Render the records from the start through the line containing "616,112,636,120" as a numbered list, with blank lines skipped and the pictures left out.

★ ★ ★

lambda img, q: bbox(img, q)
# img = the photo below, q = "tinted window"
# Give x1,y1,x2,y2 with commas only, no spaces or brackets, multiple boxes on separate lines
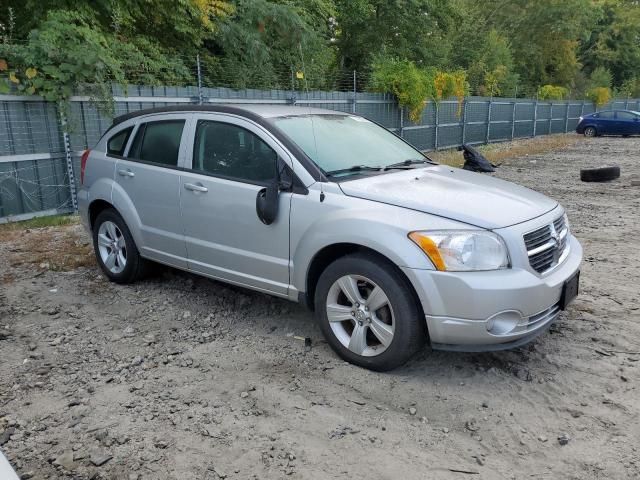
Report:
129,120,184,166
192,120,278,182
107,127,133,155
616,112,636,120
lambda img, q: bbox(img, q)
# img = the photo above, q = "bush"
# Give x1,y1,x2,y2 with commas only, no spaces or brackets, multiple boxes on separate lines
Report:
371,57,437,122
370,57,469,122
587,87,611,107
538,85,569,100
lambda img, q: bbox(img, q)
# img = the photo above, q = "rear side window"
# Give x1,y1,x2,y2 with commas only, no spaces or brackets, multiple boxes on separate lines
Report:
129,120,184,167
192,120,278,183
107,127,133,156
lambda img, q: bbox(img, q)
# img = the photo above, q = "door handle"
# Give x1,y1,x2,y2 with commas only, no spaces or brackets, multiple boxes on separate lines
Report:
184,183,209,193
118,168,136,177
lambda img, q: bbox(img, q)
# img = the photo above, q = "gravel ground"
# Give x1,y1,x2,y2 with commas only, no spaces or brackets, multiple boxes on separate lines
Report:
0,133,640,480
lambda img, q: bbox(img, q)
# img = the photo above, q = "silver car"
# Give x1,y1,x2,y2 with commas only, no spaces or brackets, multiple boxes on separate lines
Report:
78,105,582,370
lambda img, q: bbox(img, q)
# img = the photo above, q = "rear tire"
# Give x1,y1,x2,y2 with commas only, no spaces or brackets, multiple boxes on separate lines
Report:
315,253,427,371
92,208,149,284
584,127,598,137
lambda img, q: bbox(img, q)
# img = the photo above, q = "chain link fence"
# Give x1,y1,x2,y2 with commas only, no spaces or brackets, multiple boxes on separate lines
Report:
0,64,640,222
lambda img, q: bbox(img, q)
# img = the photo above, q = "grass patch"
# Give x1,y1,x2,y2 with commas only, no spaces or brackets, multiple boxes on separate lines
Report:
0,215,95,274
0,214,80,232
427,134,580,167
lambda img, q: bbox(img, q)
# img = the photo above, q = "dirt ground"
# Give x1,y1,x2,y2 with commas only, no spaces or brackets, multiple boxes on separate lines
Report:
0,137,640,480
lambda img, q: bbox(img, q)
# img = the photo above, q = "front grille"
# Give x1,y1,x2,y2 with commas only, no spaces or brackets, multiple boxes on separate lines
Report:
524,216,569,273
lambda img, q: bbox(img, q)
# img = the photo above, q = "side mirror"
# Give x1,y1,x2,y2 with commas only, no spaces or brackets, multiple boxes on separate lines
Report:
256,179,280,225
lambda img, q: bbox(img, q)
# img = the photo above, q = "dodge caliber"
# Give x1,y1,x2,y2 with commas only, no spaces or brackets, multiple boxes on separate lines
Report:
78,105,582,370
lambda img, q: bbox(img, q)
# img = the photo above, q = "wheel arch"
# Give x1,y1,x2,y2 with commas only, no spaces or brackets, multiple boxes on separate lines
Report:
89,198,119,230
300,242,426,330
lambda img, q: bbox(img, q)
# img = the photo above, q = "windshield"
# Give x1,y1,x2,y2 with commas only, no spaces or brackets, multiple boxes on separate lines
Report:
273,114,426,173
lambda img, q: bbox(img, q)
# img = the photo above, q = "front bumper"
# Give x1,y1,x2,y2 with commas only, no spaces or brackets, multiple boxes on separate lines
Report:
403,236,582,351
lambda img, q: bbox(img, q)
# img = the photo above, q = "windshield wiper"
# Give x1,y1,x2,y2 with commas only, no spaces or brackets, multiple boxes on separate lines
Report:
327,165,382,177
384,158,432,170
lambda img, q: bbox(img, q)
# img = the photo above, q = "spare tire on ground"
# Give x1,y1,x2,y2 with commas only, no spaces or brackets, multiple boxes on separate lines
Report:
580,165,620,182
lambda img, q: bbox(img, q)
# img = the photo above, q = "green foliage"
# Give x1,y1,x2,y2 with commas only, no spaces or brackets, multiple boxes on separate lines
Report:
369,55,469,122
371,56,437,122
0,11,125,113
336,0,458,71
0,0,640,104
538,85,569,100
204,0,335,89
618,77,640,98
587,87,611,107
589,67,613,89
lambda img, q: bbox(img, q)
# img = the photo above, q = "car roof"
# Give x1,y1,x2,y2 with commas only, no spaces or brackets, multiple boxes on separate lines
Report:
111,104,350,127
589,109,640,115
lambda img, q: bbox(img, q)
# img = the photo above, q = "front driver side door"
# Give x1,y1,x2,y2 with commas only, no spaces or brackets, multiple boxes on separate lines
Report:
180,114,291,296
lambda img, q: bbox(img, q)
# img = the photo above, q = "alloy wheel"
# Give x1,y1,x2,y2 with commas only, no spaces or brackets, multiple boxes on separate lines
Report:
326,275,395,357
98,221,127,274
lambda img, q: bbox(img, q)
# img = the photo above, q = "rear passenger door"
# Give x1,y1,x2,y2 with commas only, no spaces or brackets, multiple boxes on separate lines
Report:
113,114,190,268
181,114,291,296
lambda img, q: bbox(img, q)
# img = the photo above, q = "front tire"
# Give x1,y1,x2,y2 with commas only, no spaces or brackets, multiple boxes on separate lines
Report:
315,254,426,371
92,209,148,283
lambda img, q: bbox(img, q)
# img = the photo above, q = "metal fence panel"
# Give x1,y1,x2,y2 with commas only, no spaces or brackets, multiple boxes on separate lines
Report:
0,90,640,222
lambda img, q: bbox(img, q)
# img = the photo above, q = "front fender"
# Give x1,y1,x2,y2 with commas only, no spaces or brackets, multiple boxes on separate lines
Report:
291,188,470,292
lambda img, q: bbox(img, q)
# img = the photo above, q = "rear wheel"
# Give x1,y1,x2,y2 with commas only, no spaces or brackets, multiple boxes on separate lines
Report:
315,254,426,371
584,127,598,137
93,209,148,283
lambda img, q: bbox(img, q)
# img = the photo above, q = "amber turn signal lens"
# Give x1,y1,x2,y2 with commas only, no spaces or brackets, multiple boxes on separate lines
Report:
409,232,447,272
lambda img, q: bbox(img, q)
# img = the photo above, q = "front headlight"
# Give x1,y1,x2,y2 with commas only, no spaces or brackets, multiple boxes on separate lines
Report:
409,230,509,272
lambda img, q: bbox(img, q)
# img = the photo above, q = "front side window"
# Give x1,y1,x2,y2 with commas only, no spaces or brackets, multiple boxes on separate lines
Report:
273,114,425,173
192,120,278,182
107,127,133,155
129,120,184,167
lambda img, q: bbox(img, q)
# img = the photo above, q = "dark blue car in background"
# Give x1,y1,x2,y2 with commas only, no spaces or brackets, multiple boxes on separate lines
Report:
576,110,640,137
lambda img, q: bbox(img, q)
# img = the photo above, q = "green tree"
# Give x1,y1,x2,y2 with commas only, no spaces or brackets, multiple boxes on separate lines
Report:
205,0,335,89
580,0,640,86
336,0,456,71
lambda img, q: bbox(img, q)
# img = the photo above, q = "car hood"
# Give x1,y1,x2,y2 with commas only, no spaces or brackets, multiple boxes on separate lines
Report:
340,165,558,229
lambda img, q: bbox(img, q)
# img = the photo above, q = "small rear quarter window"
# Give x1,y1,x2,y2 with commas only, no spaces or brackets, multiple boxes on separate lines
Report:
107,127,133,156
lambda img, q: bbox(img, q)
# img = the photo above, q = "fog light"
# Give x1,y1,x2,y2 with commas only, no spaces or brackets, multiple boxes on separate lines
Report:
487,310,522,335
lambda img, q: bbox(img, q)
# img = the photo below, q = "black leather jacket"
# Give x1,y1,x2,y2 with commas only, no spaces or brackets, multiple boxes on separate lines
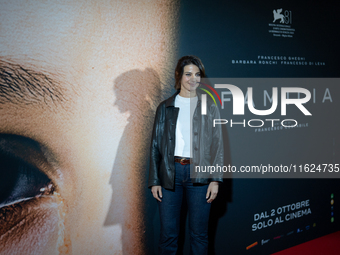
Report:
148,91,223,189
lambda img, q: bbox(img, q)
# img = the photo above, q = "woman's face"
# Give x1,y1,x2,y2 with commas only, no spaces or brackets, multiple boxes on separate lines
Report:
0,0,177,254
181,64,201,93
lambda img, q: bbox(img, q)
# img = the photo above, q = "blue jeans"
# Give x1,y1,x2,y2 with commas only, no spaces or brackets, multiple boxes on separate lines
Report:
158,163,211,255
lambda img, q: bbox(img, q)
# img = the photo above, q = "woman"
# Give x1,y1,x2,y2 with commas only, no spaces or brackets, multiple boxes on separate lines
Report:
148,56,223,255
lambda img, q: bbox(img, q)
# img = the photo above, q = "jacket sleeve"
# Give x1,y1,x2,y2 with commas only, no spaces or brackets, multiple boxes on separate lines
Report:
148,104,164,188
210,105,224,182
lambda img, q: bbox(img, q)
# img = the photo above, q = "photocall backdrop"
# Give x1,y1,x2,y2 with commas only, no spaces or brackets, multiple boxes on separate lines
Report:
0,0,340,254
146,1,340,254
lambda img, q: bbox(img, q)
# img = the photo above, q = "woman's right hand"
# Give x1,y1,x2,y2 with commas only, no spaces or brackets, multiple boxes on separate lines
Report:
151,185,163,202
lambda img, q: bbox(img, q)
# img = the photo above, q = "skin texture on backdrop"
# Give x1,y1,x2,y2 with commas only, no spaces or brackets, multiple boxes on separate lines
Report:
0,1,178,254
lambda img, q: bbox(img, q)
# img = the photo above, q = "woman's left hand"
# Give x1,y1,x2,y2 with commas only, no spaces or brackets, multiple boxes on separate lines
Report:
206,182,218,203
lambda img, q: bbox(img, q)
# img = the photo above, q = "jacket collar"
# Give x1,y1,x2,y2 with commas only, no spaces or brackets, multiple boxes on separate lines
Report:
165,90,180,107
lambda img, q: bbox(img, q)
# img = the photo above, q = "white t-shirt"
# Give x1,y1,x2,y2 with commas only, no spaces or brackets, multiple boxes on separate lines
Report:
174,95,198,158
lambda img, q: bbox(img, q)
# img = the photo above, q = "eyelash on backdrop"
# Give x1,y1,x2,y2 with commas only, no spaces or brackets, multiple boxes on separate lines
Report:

★ ★ ★

Exercise output:
1. lambda img, q: bbox(img, q)
2. # img = the photo below, q = "tinted window"
3. # Give x1,y1,x2,y2 with commas only, no spaces or brackets, multiple boxes on separate lines
4. Report:
5. 129,120,184,166
6. 192,120,278,182
7. 107,127,133,155
8. 616,112,636,120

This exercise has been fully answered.